+++ SELECTED TEXT +++

Volkswagen Goes All-Electric

Air Date: Week of

Audi, one of the car manufacturers under the Volkswagen group, has announced their e-tron, an electric-powered SUV. (Photo: Jakob Härter, Flickr, CC BY-SA 2.0)

After its 2015 diesel emissions scandal, Volkswagen has announced an all-electric car factory in the United States, with manufacturing to begin in 2022. This is all part of the German car manufacturer’s plan to stop making gas and diesel-powered cars by 2026. Jim Motavalli, freelance writer and blogger for NPR's Car Talk, joins host Steve Curwood to talk about the future of electric cars and the new Volkswagen--“people’s car”.


CURWOOD: It’s Living on Earth, I’m Steve Curwood.

As Congress considers a resolution to make a Green New Deal for the US economy, a German car maker has already positioned itself to show how the transition to climate-friendly technology can make economic sense and create jobs in the US and elsewhere. Volkswagen is the world’s second biggest carmaker and it has announced it will stop making gasoline and diesel powered cars by 2026 and go all-electric. It is also planning to build an all-electric vehicle factory in the United States, with cars rolling off that production line as soon as 2022. VW’s pivot to electric cars comes on the heels of a 2015 scandal that the company misled the public about the efficiency of their diesel vehicles. Here to talk about Volkswagen’s plans is CarTalk blogger and green transportation reporter, Jim Motavalli. Welcome back to Living on Earth, Jim.

MOTAVALLI: Great to be on.

CURWOOD: So I saw the other day that Volkswagen says that it's going to stop making fossil fuel powered cars by 2026. How feasible is this?

MOTAVALLI: I think it's very feasible. It's where the industry is going. It's not just Volkswagen. It's all automakers moving in this direction, maybe not quite as quickly. But there's a reason that Volkswagen is making this stark departure and is leaving behind internal combustion. It has everything to do with their diesel scandal and the diesel settlement, which is, in the US, a $10 billion dollar settlement. And what's happening is Volkswagen used to be very much partisan for diesel technology, and they would say we can build diesel cars that are so clean we will never need to go electric. And it certainly appeared that that is what they had done. They released these very clean diesels. Lot of people bought them. 500,000 people, something like that.

+++

CHALLENGE 1: Rewrite the Volkswagen transcript starting at "Volkswagen Goes All-Electric" and ending at "CC BY-SA 2.0)", swapping "SUV" for "sport utility vehicle".
CHALLENGE 2:
Answer these questions from the Volkswagen transcript:
(a) In what year did the Volkswagen diesel emissions scandal occur?
(b) By what year does Volkswagen plan to stop making gasoline and diesel powered cars?
(c) How large is the diesel settlement in the US?
CHALLENGE 3: Summarize the Volkswagen transcript in two sentences.

+++ GIVEN INFORMATION +++

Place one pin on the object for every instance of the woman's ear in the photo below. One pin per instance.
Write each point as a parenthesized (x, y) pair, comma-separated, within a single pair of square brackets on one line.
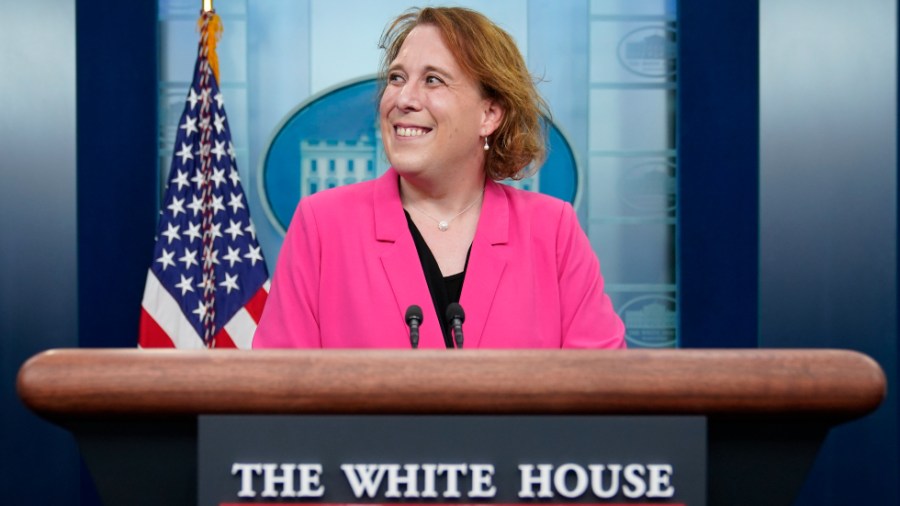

+++

WORKED ANSWER 1:
Volkswagen Goes All-Electric

Air Date: Week of

Audi, one of the car manufacturers under the Volkswagen group, has announced their e-tron, an electric-powered sport utility vehicle. (Photo: Jakob Härter, Flickr, CC BY-SA 2.0)

WORKED ANSWER 2:
(a) 2015
(b) 2026
(c) $10 billion

WORKED ANSWER 3: After its 2015 diesel emissions scandal, Volkswagen has announced it will stop making gasoline and diesel powered cars by 2026 and will build an all-electric vehicle factory in the United States, with production to begin as soon as 2022. Jim Motavalli calls the plan very feasible and says the shift away from internal combustion has everything to do with the diesel scandal and the $10 billion US settlement.